▶ _SOURCE MATERIAL_:
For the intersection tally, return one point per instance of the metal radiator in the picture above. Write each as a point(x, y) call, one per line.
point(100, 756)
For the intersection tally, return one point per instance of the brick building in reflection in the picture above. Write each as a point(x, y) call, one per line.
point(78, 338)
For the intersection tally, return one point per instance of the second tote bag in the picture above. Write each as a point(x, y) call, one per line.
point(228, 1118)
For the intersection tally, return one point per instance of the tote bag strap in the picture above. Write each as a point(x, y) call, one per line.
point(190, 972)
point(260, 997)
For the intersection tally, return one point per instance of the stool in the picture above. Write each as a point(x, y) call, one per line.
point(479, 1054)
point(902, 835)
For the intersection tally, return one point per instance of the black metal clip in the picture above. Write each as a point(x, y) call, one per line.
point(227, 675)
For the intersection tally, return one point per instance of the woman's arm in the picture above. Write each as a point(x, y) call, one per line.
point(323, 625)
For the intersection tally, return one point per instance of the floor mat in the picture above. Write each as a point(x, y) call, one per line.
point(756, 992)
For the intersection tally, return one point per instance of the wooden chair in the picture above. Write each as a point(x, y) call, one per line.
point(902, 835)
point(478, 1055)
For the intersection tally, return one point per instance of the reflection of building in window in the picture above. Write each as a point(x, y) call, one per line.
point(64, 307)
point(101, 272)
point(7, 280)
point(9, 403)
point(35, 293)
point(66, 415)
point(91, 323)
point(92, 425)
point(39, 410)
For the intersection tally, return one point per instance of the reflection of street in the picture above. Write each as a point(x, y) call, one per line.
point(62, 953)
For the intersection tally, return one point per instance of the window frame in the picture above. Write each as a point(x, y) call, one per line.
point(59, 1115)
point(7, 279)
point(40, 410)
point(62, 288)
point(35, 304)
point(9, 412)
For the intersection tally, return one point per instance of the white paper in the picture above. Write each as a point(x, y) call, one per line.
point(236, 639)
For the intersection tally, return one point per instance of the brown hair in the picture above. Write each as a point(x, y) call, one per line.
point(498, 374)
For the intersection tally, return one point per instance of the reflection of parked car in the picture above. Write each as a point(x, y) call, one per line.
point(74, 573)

▶ _PROBLEM REQUIREMENTS_: Copy the data above word for word, from the line that contains "reflection of street" through the line that contains "point(236, 639)", including both of those lines.

▶ _COMPLETED EXERCISE_:
For the intersection tally, return one point per instance of the reflection of street in the picture above. Write each as a point(x, y) call, one per line.
point(62, 953)
For the intersection tally, return one point per instance of the window frame in the picture above. Write each as a point(x, y) call, one per line.
point(59, 1115)
point(7, 279)
point(40, 410)
point(62, 288)
point(35, 304)
point(9, 412)
For the intersection tally, return one point per instance of the white paper in the picture above. Write each as a point(x, y) call, one per line.
point(236, 639)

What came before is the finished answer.